-------- DATA TO PROCESS
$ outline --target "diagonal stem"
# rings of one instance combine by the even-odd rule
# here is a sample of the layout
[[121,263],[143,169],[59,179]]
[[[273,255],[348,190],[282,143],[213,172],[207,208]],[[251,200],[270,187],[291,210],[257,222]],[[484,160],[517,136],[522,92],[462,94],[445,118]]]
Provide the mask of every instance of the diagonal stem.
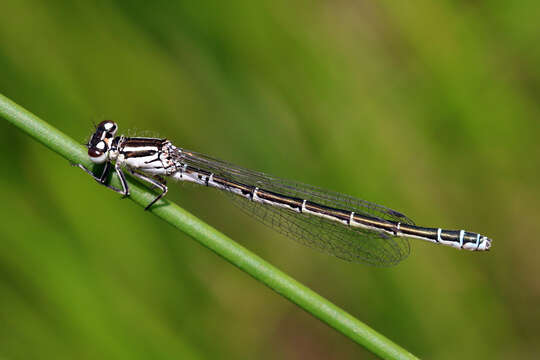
----------------
Apply a filter for "instance" to the data above, then copy each line that matches.

- ANSWER BELOW -
# rings of one instance combine by the even-odd rule
Provide the mask of every instance of the diagonal stem.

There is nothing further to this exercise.